* _Reading passage_:
________

3.03 ERECTION, INSTALLATION, APPLICATION

  1.  Joint Raking:
    1. Cut out mortar from deteriorated joints by hand to depths equal to 2 times their whole width but not less than 5/8" nor less than that required to expose sound, unweathered mortar. NOTE: POWER OPERATED ROTARY HAND SAWS AND GRINDERS WILL NOT BE PERMITTED.
      1. Use chisels with a 1 inch maximum head for cutting out the mortar. Sharpen chisels hourly to minimize the chipping. One (1) chip per linear yard of cutting will be the standard of acceptable skill.
      2. Do not spall edges of masonry units or widen joints. Replace any masonry units which become damaged.
    2. Rinse masonry joint surfaces with water to remove any dust and mortar particles. Time application of rinsing so that, at time of pointing, excess water has evaporated or run off, and joint surfaces are damp but free of standing water.
  2. Joint Pointing:
    1. Apply first layer of jointing mortar to areas where existing mortar was removed to depth greater than surrounding areas. Apply in layers not greater than 3/8" until a uniform depth is formed. Compact each layer thoroughly and allow to become thumbprint-hard before applying next layer.
    2. After joints have been filled to a uniform depth, place remaining pointing mortar in 3 layers with each of first and second layers filling approximately 2/5 of joint depth and third layer the remaining 1/5. Fully compact each layer and allow to become thumbprint hard before applying next layer. Take care not to spread mortar over edges onto exposed masonry surfaces, or to feather edge mortar.

________

Carry on the masonry joint raking and pointing specification from its last sentence, in the same numbered style.

________

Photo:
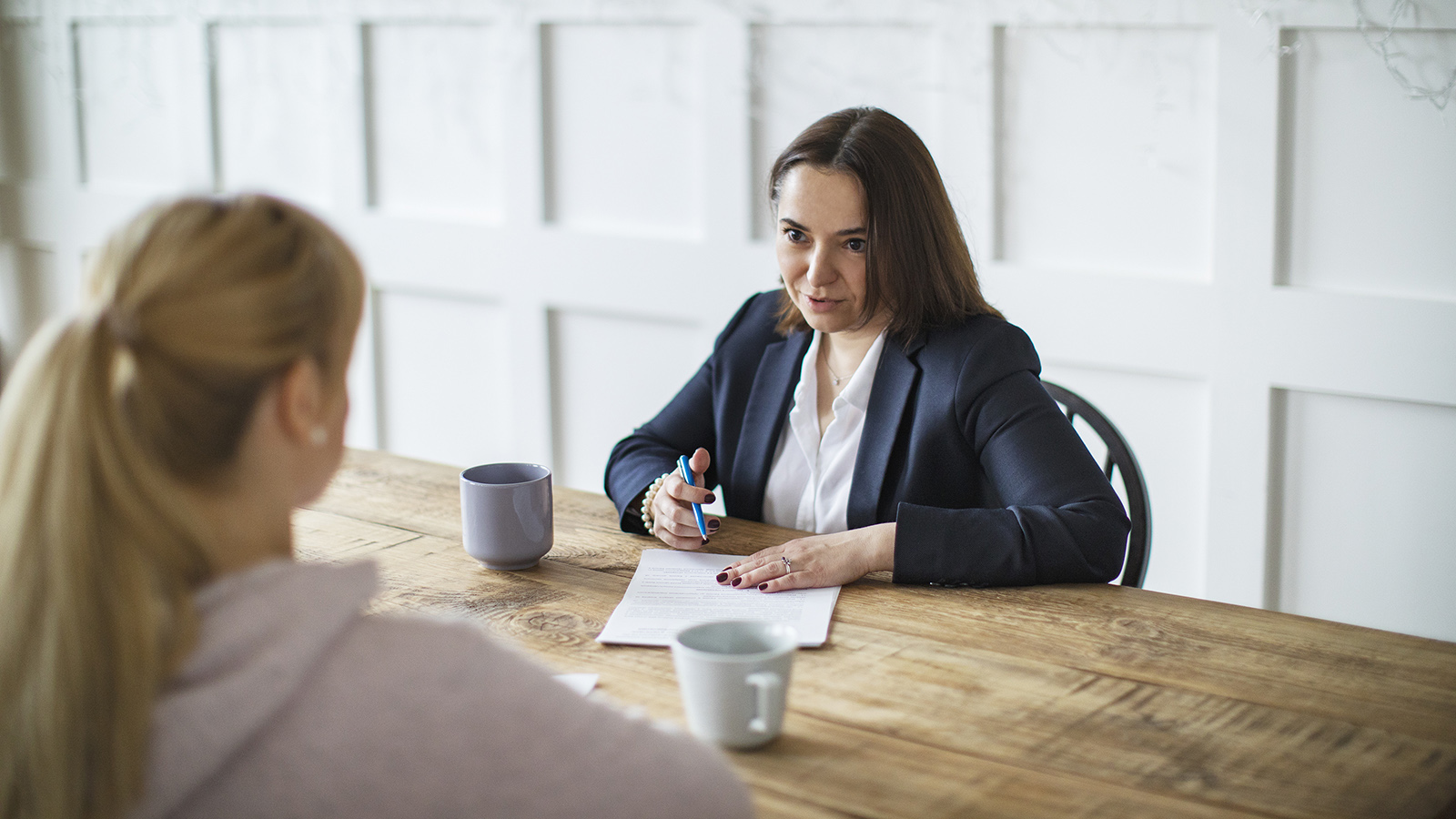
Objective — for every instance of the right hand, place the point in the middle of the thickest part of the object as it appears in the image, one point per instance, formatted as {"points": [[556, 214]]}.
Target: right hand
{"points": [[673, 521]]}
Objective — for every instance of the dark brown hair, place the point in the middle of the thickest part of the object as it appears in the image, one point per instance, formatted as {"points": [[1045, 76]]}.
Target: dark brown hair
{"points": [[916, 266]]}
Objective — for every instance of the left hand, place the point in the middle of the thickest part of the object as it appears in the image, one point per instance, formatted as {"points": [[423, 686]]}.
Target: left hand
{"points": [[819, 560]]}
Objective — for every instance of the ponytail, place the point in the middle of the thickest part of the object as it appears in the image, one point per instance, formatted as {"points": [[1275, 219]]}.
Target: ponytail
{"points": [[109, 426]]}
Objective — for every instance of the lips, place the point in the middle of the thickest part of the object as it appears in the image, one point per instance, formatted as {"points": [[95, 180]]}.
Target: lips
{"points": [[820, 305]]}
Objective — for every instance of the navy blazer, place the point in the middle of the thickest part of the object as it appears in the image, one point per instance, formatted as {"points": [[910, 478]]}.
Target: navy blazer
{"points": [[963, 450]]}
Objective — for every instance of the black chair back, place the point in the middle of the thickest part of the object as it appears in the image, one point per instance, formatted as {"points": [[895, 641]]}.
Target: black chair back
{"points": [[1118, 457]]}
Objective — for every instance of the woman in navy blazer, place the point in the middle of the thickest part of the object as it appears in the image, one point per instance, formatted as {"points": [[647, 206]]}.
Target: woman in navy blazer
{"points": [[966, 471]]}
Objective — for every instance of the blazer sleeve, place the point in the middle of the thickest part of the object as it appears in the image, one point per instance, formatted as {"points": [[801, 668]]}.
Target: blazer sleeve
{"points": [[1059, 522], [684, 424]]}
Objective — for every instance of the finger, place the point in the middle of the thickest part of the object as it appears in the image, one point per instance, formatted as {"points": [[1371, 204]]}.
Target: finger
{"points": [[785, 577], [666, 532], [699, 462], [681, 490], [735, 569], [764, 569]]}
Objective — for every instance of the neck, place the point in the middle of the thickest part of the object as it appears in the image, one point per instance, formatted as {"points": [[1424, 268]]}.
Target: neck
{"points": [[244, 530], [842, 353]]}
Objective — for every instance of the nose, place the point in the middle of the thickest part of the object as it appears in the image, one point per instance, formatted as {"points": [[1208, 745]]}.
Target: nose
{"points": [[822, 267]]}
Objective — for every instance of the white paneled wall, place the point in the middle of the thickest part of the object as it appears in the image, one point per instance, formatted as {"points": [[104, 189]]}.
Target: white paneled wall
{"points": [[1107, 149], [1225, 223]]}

________

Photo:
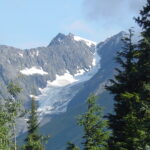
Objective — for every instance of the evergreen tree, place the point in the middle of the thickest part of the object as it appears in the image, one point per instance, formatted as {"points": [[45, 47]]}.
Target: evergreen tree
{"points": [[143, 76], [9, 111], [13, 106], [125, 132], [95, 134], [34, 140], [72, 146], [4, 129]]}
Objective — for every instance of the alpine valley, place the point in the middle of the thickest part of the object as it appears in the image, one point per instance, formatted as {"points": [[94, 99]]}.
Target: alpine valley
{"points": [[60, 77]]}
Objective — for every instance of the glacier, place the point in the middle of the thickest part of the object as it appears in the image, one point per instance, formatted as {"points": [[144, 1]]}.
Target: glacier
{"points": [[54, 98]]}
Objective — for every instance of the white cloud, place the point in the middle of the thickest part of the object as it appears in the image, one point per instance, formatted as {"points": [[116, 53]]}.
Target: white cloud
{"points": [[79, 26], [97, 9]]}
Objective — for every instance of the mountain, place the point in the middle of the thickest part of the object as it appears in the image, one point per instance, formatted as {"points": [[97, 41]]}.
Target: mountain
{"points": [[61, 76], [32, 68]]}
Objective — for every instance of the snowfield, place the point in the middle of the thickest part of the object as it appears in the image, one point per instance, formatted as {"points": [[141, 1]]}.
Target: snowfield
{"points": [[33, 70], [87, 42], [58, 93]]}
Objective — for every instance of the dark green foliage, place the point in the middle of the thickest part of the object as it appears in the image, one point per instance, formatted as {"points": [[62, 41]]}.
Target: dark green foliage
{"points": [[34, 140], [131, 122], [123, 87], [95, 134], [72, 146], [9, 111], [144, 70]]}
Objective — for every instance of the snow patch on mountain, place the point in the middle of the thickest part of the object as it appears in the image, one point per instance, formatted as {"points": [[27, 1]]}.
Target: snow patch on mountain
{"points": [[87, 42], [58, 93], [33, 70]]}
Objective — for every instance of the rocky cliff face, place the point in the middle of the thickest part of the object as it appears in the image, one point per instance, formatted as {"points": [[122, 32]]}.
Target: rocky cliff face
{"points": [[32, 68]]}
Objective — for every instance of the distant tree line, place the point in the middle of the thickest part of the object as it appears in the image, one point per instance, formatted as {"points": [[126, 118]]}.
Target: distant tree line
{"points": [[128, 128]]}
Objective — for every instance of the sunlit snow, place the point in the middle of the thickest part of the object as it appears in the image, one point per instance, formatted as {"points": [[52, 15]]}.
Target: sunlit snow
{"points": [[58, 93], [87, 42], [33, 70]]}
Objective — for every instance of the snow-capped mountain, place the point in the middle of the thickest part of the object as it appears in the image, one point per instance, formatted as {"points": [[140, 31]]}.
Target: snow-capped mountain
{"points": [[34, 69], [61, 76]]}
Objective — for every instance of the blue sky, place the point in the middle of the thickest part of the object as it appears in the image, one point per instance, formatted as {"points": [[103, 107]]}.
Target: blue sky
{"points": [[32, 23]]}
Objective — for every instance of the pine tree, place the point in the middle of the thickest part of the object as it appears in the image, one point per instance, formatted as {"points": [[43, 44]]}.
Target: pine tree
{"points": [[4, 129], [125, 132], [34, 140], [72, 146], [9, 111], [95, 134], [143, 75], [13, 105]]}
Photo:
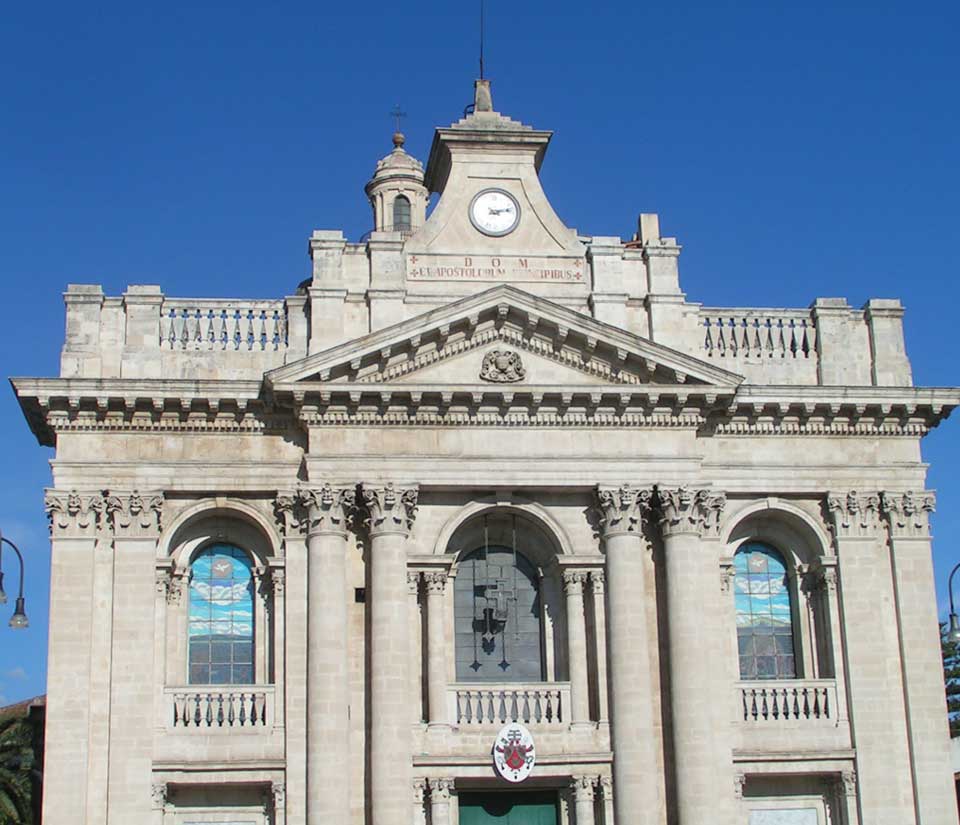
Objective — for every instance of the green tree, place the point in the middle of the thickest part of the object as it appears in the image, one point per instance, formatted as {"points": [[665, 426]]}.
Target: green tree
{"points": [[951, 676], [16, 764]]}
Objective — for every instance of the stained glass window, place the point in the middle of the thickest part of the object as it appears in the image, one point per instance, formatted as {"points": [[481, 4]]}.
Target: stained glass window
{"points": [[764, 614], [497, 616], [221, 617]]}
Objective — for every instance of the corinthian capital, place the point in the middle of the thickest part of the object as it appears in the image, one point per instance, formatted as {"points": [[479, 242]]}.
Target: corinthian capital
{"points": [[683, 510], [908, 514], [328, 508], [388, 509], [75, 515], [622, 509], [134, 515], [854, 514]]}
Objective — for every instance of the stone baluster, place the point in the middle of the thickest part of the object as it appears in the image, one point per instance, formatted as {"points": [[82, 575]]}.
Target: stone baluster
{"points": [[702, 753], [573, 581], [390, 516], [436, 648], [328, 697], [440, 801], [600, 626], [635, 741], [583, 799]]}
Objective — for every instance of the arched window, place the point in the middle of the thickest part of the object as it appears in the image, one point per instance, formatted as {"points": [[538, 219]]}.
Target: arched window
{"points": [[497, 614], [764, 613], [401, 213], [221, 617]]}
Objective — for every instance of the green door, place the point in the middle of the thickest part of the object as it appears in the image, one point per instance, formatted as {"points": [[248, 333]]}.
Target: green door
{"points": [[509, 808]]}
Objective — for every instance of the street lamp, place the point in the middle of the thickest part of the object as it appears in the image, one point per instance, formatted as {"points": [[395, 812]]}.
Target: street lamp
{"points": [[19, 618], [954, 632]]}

________

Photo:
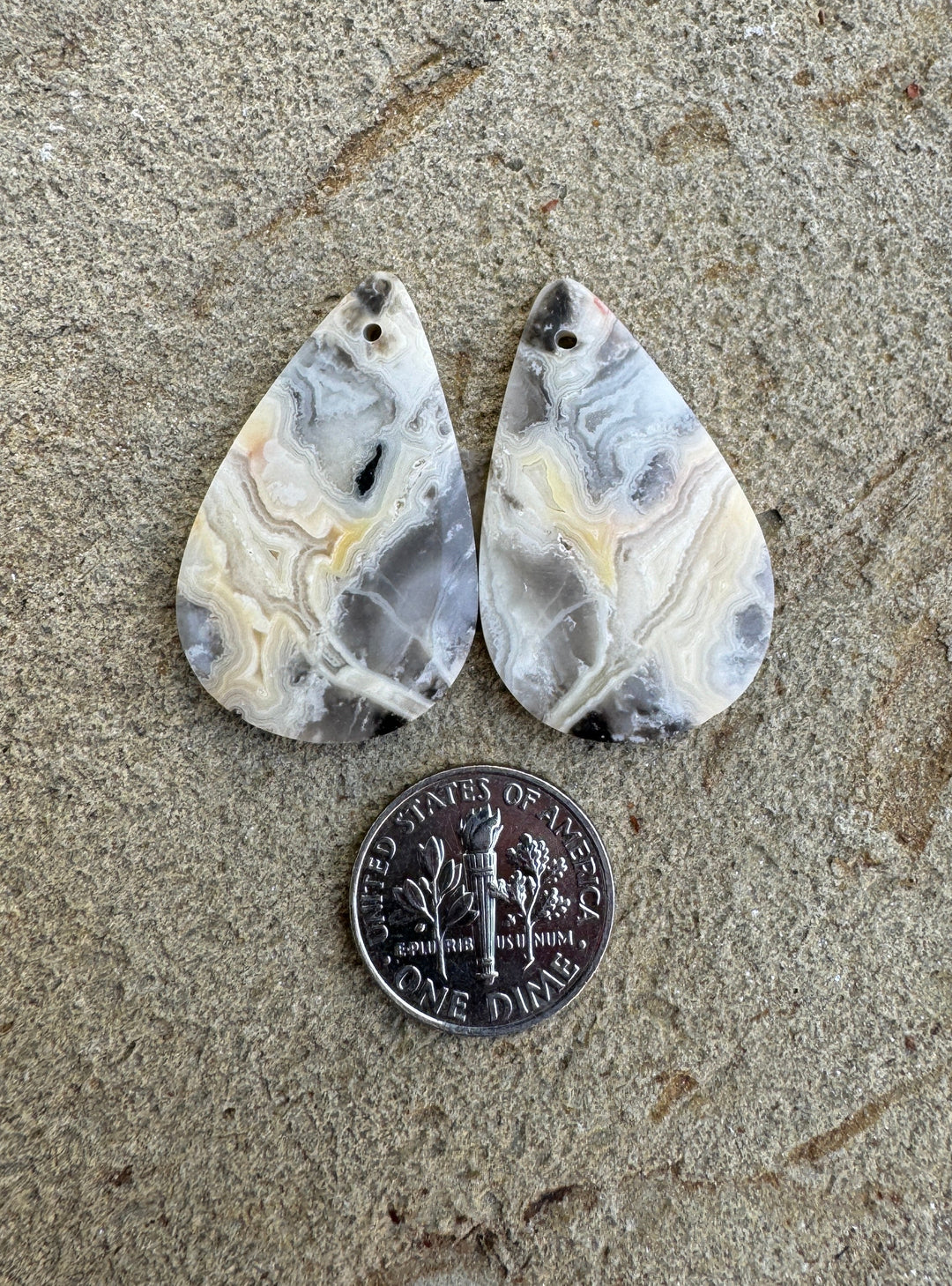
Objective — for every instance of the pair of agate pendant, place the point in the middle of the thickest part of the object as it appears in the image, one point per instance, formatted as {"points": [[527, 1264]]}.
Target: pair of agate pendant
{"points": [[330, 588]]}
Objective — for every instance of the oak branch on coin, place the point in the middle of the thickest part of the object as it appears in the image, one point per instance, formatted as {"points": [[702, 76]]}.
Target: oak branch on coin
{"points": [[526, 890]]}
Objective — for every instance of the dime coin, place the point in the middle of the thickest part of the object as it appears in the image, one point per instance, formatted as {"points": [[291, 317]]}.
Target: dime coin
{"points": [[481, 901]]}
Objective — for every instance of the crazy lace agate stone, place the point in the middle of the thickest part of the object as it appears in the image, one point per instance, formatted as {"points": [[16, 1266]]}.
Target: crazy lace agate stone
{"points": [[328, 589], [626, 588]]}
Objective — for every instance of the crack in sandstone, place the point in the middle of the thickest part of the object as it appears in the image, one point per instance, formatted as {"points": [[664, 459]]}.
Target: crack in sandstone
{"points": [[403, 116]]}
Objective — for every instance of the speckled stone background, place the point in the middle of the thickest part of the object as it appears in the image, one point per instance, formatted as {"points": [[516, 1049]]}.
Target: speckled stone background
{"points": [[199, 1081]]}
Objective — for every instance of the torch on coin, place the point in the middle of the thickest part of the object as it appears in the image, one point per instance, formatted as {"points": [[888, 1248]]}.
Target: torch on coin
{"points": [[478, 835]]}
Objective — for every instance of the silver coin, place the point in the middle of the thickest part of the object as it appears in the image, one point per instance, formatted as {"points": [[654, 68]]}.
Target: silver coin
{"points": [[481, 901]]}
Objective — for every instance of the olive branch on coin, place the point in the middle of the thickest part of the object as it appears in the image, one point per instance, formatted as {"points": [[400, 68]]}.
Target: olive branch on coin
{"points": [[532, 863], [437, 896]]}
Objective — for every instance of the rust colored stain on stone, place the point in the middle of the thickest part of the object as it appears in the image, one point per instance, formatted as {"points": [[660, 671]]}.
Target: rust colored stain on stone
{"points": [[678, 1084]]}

________

* _Result for this task_:
    3. When mortar is thumbprint hard, tool to match original appearance of joints, unless otherwise indicated. Remove excess mortar from edge of joint by brushing.
    4. Cure mortar by maintaining in a damp condition for not less than 72 hours.

3.03 ADJUSTING/CLEANING

  1. After mortar has fully hardened, thoroughly clean exposed masonry surfaces of excess mortar and foreign matter using stiff nylon or bristle brushes and clean water, spray applied at low pressure.
  2. Use only tools and equipment which are clean and free of hardened or partially hardened material. Use of metal scrapers or brushes will not be permitted.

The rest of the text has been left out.